Provide a character-exact reproduction of the lines from the line with "Exercise. Mark every instance of the blurred" to the end of the entries.

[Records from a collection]
== Segment start ==

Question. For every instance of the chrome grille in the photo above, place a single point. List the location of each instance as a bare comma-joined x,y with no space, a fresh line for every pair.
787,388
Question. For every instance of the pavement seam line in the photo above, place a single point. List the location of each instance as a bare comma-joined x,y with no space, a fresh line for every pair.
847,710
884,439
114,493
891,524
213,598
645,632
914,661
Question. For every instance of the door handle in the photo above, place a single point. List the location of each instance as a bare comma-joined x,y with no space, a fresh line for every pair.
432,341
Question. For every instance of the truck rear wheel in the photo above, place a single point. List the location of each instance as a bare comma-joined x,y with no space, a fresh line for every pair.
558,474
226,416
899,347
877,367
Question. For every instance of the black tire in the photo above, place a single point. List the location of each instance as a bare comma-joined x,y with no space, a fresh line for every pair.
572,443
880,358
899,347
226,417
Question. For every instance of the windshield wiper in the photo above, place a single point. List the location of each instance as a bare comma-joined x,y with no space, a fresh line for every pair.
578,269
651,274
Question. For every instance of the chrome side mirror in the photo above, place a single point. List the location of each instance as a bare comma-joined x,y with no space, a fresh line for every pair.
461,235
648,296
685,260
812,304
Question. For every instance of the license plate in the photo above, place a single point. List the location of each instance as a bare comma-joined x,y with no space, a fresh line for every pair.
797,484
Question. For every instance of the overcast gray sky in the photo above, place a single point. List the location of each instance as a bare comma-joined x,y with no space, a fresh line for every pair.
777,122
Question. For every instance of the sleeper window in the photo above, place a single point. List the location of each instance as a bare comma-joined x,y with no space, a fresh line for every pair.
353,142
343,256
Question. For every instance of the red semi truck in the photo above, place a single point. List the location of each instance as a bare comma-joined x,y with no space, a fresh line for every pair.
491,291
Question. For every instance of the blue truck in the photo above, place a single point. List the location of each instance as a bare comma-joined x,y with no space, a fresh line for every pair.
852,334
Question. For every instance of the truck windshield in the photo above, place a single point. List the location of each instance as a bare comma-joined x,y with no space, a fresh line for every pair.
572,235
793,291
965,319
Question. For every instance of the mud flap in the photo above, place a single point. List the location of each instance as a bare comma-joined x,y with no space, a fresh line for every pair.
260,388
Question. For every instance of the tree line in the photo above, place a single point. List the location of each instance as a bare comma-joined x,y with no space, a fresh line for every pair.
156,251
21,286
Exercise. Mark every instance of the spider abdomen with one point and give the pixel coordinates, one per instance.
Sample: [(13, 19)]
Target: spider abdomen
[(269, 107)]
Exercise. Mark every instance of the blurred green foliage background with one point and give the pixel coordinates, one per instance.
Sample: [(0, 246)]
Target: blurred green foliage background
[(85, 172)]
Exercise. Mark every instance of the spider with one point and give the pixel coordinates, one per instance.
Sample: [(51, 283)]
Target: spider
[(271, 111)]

== Segment end ==

Exercise output:
Exercise. Mark every instance of the blurred green foliage background with one point and give the pixel coordinates, one per instance.
Sample: [(0, 246)]
Target: blurred green foliage background
[(85, 172)]
Exercise. Mark every instance of the spider with one point and give the pixel coordinates, one per instance.
Sample: [(51, 283)]
Target: spider
[(271, 111)]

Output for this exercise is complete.